Try it
Go through the data and tally the lines that include "suit". The reply is that number alone.
--- Listed entries ---
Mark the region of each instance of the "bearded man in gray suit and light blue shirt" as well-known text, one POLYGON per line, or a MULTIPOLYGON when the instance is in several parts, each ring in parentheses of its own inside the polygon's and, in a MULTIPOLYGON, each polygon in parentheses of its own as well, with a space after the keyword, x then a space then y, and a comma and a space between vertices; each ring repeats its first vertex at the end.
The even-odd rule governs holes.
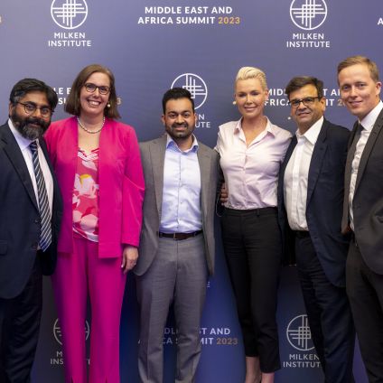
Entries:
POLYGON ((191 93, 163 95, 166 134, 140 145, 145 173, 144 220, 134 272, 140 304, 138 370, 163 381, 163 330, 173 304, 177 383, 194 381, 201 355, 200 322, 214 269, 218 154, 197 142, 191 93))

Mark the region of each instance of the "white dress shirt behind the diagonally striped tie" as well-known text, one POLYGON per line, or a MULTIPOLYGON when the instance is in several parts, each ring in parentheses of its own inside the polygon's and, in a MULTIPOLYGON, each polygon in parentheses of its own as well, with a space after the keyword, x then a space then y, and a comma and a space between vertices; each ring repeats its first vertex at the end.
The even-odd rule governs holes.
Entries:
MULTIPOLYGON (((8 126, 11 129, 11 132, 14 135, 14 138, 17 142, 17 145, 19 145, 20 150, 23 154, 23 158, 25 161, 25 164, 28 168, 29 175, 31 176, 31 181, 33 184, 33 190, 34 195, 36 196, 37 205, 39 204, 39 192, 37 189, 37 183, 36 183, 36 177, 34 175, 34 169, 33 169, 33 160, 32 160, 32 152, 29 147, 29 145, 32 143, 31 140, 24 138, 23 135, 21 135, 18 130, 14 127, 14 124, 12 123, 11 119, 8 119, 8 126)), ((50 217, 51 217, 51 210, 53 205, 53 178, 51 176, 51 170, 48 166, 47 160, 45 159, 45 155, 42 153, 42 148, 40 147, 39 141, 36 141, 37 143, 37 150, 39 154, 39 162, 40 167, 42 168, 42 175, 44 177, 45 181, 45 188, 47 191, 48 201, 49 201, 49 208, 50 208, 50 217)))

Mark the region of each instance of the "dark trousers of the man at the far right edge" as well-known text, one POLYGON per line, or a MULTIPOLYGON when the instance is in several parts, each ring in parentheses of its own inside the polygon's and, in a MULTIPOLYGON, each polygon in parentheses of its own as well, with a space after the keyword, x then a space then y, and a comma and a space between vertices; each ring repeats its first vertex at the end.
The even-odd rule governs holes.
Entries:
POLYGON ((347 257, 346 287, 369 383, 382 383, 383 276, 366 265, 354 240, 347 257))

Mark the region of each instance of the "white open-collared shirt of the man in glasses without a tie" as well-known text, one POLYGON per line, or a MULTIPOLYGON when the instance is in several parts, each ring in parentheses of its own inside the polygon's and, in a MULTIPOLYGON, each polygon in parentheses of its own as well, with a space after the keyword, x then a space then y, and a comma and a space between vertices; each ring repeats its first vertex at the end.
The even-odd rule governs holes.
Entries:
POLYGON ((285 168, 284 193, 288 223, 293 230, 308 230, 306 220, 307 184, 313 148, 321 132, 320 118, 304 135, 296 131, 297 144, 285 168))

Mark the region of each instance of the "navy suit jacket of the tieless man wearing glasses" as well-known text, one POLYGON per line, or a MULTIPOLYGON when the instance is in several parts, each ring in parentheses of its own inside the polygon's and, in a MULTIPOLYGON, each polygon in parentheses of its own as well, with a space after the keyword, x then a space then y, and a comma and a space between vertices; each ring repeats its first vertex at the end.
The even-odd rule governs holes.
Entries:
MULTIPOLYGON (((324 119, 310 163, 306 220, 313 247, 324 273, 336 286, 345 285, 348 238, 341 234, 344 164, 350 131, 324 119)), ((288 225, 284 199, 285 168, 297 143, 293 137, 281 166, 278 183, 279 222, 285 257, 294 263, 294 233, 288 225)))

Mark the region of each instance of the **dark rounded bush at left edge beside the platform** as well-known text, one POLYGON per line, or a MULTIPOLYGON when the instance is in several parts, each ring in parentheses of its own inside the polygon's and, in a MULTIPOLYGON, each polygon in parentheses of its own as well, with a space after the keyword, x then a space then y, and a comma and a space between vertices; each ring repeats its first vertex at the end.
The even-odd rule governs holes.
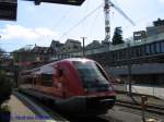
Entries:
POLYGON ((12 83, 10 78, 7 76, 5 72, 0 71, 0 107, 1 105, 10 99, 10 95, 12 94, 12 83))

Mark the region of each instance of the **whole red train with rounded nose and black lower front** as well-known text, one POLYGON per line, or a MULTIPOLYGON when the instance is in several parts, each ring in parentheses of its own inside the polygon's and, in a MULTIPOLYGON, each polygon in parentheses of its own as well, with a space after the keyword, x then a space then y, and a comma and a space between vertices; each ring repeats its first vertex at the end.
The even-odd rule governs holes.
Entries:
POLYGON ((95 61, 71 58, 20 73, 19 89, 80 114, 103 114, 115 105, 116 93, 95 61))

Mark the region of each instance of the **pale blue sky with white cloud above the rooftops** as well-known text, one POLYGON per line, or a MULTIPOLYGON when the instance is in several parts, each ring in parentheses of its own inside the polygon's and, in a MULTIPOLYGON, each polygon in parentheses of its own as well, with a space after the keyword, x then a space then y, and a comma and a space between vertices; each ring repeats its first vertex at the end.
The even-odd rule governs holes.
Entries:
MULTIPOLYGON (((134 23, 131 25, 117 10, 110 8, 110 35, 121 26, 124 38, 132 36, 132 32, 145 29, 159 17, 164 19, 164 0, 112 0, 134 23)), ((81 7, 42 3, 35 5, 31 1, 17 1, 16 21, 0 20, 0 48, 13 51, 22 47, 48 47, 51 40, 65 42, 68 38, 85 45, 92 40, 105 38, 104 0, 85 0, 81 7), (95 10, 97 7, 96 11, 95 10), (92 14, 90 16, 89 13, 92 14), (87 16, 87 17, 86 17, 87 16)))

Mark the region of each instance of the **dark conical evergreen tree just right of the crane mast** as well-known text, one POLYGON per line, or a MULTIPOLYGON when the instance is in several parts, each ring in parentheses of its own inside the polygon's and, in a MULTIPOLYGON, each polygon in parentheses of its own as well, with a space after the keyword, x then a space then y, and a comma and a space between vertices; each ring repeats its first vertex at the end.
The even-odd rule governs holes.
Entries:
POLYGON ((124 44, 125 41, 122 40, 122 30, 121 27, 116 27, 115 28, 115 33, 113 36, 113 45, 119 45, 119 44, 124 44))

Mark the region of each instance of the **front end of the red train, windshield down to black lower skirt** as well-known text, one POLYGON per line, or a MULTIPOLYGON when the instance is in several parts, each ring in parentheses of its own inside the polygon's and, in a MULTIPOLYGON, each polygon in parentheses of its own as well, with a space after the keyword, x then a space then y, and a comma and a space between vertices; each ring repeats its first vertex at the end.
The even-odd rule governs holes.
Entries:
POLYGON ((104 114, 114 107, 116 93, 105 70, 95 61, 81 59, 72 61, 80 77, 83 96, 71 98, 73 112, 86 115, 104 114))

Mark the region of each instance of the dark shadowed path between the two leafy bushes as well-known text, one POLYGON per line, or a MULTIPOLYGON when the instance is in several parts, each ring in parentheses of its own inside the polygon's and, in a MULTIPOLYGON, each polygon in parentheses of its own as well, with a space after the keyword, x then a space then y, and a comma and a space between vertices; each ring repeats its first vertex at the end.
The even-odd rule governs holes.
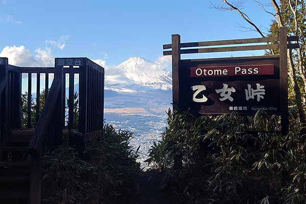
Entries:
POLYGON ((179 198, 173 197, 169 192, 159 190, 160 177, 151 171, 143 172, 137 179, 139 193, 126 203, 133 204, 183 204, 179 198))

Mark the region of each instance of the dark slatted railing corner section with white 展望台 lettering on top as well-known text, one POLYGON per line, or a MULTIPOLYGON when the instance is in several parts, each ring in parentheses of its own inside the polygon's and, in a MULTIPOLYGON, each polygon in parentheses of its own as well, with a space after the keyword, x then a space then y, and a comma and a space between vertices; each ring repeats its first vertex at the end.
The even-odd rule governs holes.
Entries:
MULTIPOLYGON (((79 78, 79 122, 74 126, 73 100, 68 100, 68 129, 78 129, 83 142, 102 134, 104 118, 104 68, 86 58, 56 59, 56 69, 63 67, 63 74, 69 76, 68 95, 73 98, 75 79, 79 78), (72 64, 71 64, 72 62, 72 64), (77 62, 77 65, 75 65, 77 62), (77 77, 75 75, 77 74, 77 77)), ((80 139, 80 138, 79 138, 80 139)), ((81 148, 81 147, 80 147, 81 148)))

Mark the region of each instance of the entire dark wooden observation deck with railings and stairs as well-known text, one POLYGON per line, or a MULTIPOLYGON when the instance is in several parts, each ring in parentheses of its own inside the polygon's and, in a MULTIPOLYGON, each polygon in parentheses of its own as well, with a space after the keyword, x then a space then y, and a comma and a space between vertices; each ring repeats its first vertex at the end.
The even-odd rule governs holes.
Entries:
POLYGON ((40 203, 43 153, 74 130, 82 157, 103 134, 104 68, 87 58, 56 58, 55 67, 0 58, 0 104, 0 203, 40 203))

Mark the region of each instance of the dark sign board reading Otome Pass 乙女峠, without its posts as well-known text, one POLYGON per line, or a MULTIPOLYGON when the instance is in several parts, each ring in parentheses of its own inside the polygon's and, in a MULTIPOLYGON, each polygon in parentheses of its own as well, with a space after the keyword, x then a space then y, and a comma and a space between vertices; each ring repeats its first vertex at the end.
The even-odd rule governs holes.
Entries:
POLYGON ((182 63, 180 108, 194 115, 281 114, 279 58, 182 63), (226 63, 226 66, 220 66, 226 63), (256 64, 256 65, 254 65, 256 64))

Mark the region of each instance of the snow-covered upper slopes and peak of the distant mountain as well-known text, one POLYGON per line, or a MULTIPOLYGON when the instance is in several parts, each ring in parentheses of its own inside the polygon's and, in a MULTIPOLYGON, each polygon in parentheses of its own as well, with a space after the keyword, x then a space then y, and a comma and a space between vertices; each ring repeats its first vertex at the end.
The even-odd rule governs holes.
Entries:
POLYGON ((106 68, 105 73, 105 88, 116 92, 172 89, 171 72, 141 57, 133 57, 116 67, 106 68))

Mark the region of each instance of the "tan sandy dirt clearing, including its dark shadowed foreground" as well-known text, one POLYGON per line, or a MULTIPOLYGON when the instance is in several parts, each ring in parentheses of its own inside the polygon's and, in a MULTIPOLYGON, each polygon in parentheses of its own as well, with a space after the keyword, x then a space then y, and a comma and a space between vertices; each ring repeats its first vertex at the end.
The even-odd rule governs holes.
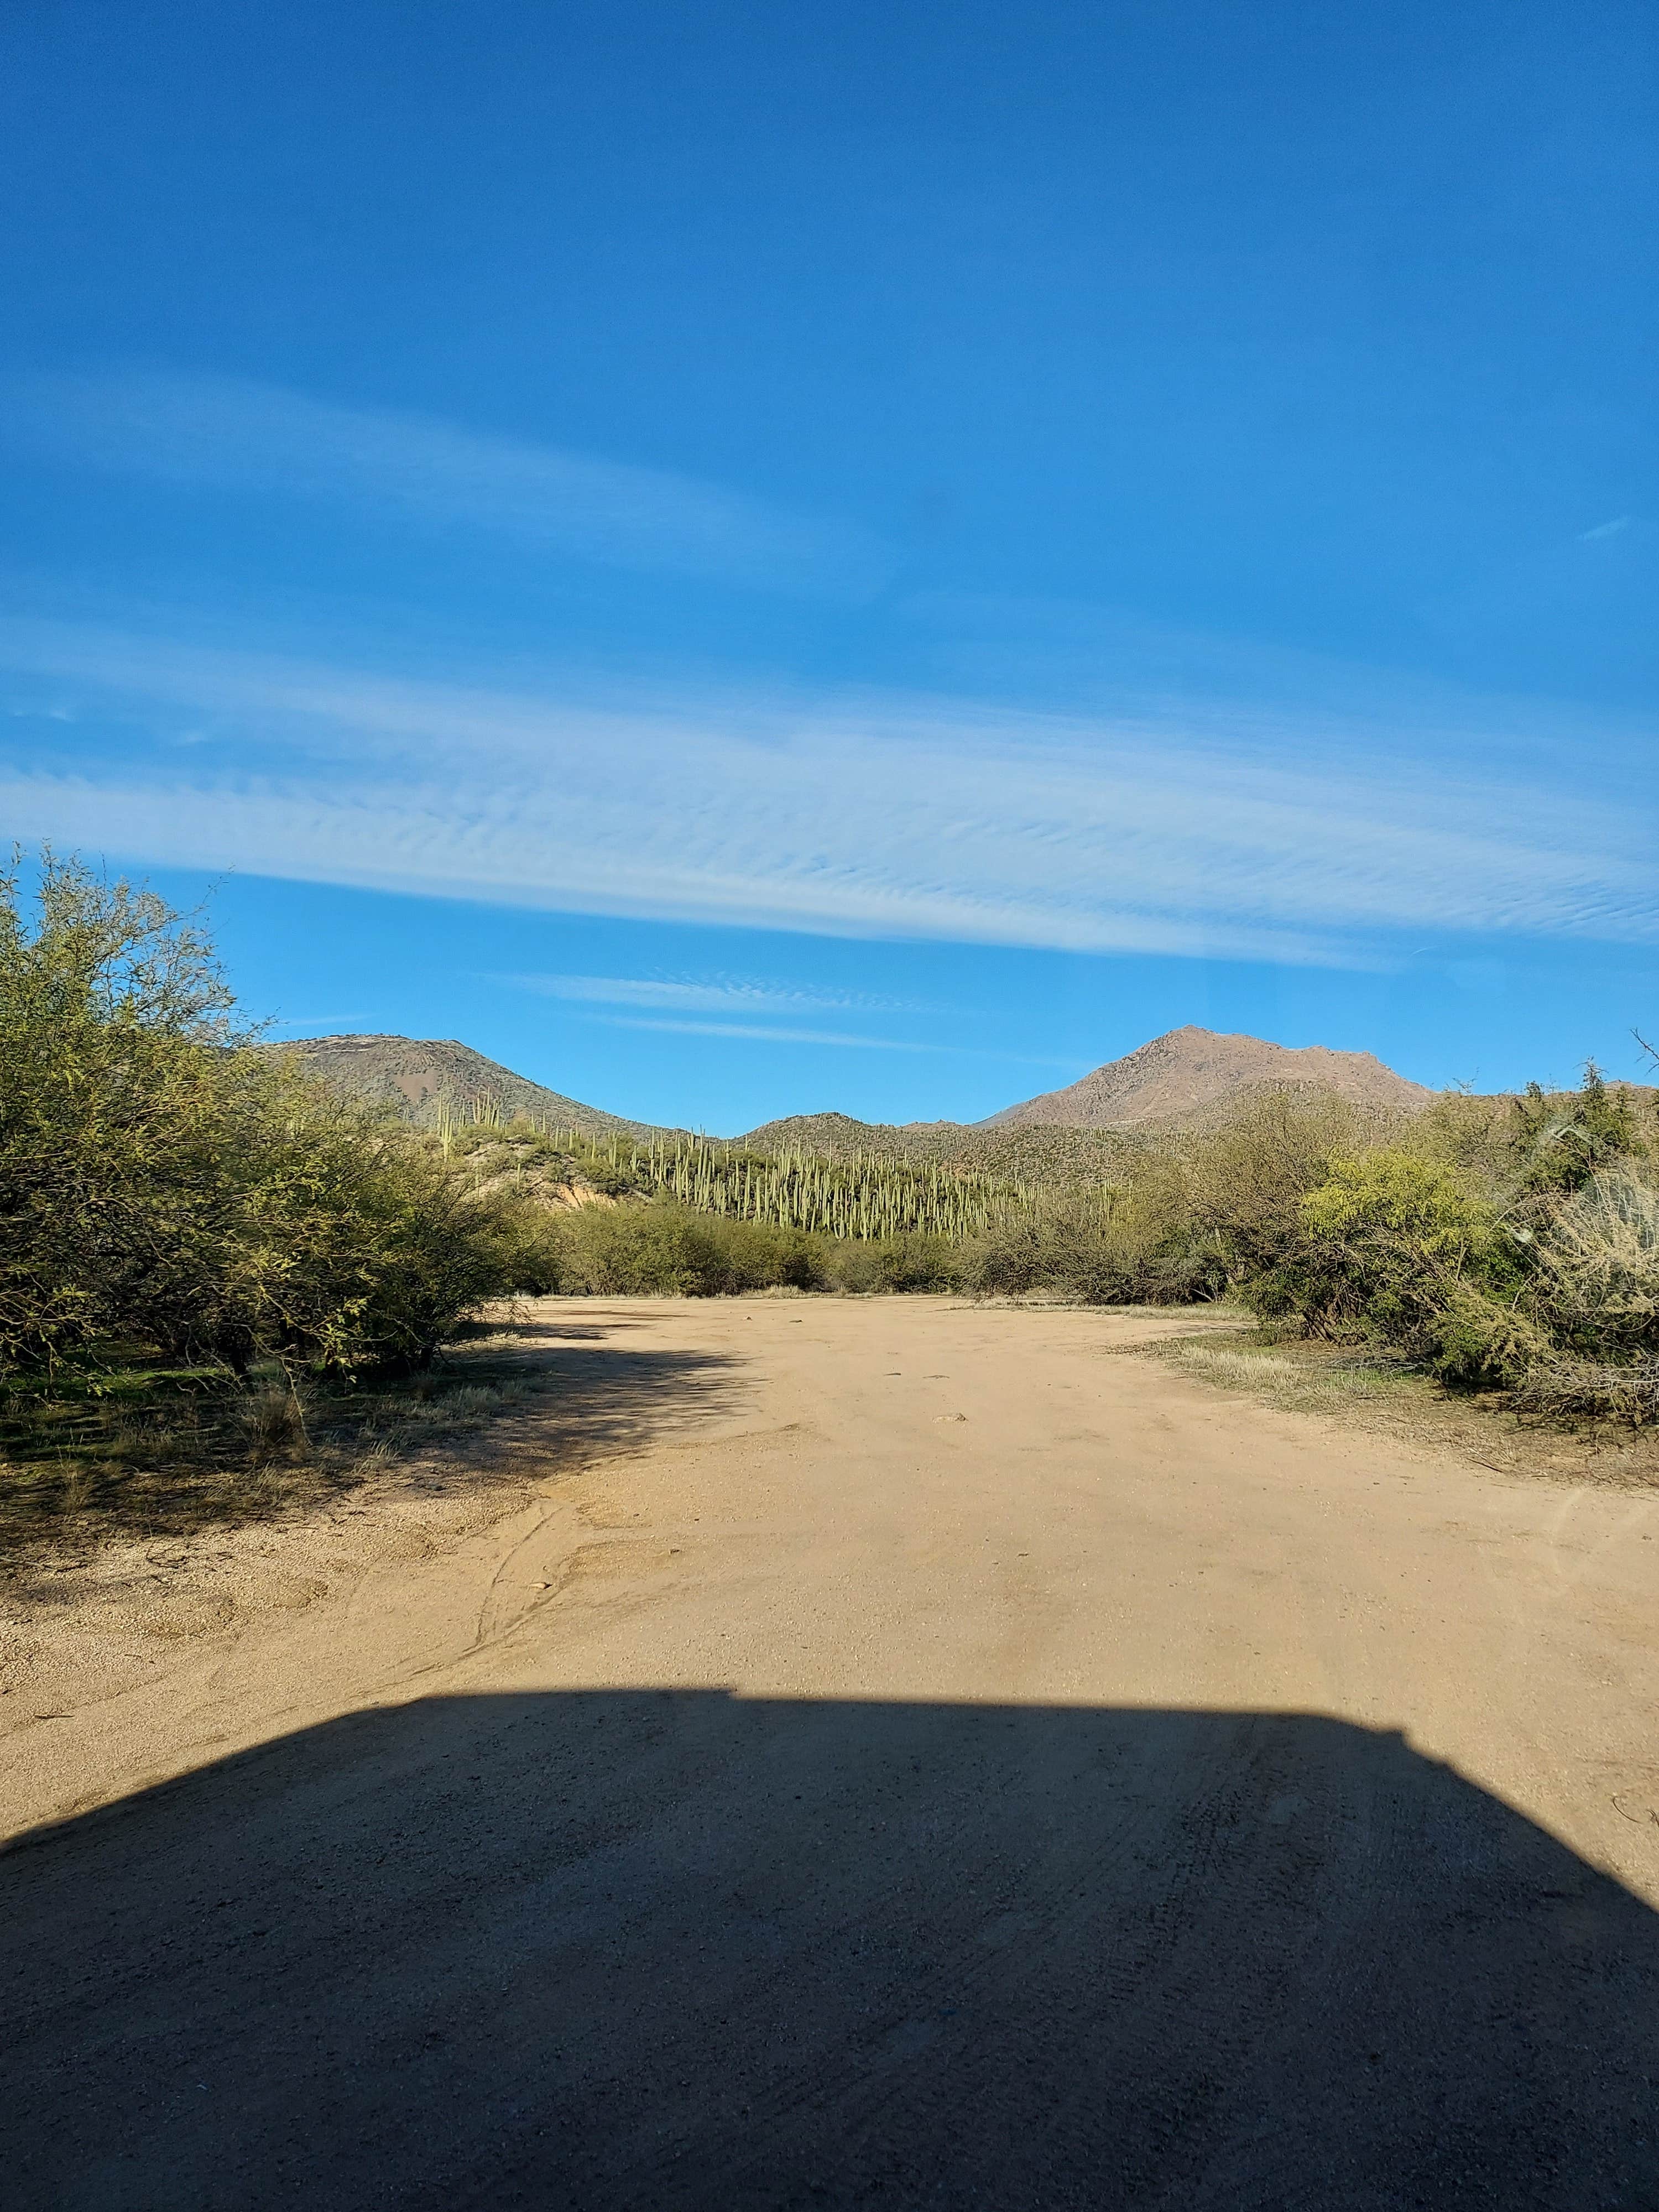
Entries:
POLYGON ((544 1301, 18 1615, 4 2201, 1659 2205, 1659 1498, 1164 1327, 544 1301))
---
Task output
2